> _ENUNCIADO 1_:
Responda, com base no trecho sobre a isenção de IVA:
(a) Em que data foi emitido o ofício-circulado n.º 30009?
(b) Que ofício-circulado o revogou, e com que data?
(c) Em que processo proferiu o Tribunal Central Administrativo Norte o acórdão de 13.12.2018?
> _ENUNCIADO 2_: Que meios alternativos de prova da saída dos bens do território nacional enumera o ponto 4 do ofício-circulado citado no trecho sobre a isenção de IVA? Indique-os todos.
> _ENUNCIADO 3_: Prossiga o trecho sobre a isenção de IVA, começando logo após a sua última frase.

> _TRECHO CITADO_:
============================================================

Conforme supra mencionado, estas normas de clarificação / harmonização ao nível europeu apenas entraram em vigor em 2020, i.e., em data posterior às operações controvertidas, cujas faturas foram emitidas entre novembro de 2018 e janeiro de 2019. Nesse período temporal, o direito português não previa obrigações concretas para efeitos da aplicação da isenção de IVA do art.º 14 do RITI. Sem prejuízo, existiam, à data, instruções emitidas pela AT sobre o tema da prova exigível para comprovação de transmissões intracomunitárias, em particular o ofício-circulado n.º 30009, de 10.12.1999, da Direção de Serviços do IVA, que foi posteriormente revogado pelo ofício-circulado n.º 30218/2020, de 03.02.2020, na sequência da aprovação do pacote de medidas acima referido.

 

O ponto 4 do ofício-circulado n.º 30009, de 1999, dispunha o seguinte quanto à comprovação das transmissões intracomunitárias de bens:

“Perante a falta de norma que, na legislação do IVA, indique expressamente os meios considerados idóneos para comprovar a verificação dos pressupostos da isenção prevista na alínea a) do artigo 14º do RITI, será de admitir que a prova da saída dos bens do território nacional possa ser efectuada recorrendo aos meios gerais de prova, nomeadamente através das seguintes possibilidades alternativas:

 -os documentos comprovativos do transporte, os quais, consoante o mesmo seja rodoviário, aéreo ou marítimo, poderão ser, respectivamente, a declaração de expedição (CMR), a carta de porte ("Airwaybil I"-AWB) ou o conhecimento de embarque ("Bill of landing"-B/L);

-os contratos de transporte celebrados;

-as facturas das empresas transportadoras;

-as guias de remessa; ou

-a declaração, no Estado membro de destino dos bens, por parte do respectivo adquirente, de aí ter efectuado a correspondente aquisição intracomunitária”.

 

Conforme refere o Tribunal Central Administrativo Norte no acórdão proferido em 13.12.2018 no processo 00927/15.5BEPNF, “[a] existência deste ofício circulado vincula a Autoridade Tributária e Aduaneira ao reconhecimento dos requisitos de isenção de uma transmissão intracomunitária de um contribuinte que tenha documentado a transmissão nesses termos, conferindo, assim, segurança jurídica às transacções, tal como exige a jurisprudência do TJ, dando concretização ao princípio da protecção da confiança legítima. Nessa medida, as regras administrativas não merecem qualquer censura, bem pelo contrário, pois o contribuinte poderá adoptar os procedimentos previstos naquele ofício circulado assegurando-se, assim, que não serão levantadas questões de prova pela AT relacionadas com a expedição ou transporte para outro Estado-Membro, o que confere segurança às transacções das empresas”.

 

Face ao exposto, é de concluir que, à data dos factos, a AT estava vinculada a aceitar as declarações de expedição CMR como meio de prova suficiente e idóneo da saída dos bens do território nacional, ao abrigo do disposto no n.º 1 do art.º 68-A da Lei Geral Tributária.

============================================================

Excertos de dados de apontamento:
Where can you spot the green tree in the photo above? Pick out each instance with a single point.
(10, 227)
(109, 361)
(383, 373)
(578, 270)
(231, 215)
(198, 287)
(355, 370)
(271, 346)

============================================================

> _RESULTADO 1_:
(a) Em 10.12.1999.
(b) O ofício-circulado n.º 30218/2020, de 03.02.2020.
(c) No processo 00927/15.5BEPNF.

> _RESULTADO 2_:
- Os documentos comprovativos do transporte: a declaração de expedição (CMR), a carta de porte (AWB) ou o conhecimento de embarque (B/L), consoante o transporte seja rodoviário, aéreo ou marítimo.
- Os contratos de transporte celebrados.
- As faturas das empresas transportadoras.
- As guias de remessa.
- A declaração do adquirente, no Estado-Membro de destino dos bens, de aí ter efetuado a correspondente aquisição intracomunitária.

> _RESULTADO 3_:
No mesmo sentido, decidiu o Tribunal Arbitral no processo 25/2022-T, de 06.07.2022:

“Estas declarações de expedição (CMR), cuja autenticidade não é questionada, são um meio de prova que a própria Autoridade Tributária e Aduaneira publicitou que considerava idóneo para demonstrar a saída dos bens do território nacional, no Ofício-Circulado n.º 30009, de 10-12-1999, da Direção de Serviços do IVA ( [3] ).

 

E, embora aquele Ofício-Circulado tenha sido revogado pelo Ofício-circulado n.º 30218/2020, de 03-02-2020, aquela orientação genérica estava em vigor em 2014 e 2015, pelo que a Autoridade Tributária e Aduaneira estava vinculada a aceitar essas declarações de expedição CMR como meio de prova suficiente da saída dos bens do território nacional, pois, por força do preceituado no n.º 1 do artigo 68.º-A da LGT, «a administração tributária está vinculada às orientações genéricas constantes de circulares, regulamentos ou instrumentos de idêntica natureza, independentemente da sua forma de comunicação, visando a uniformização da interpretação e da aplicação das normas tributárias».

 

Por outro lado, os factos que levaram a Autoridade Tributária e Aduaneira a concluir que as mercadorias não tinham saído do território nacional, que são as informações das autoridades fiscais espanholas sobre a não localização das instalações das empresas referidas nos locais indicados nas facturas, não se afiguram suficientemente consistentes para prova de que não se realizaram as transacções com essas empresas.

 

Na verdade, relativamente à empresa B... SL, as autoridades espanholas apenas apuraram que, em 31-03-2016, não tinha as instalações no local indicado nas facturas, o que, obviamente, não demonstra que não as tivesse aí em 2015, nas datas indicadas nas facturas e nas declarações de expedição (CMR).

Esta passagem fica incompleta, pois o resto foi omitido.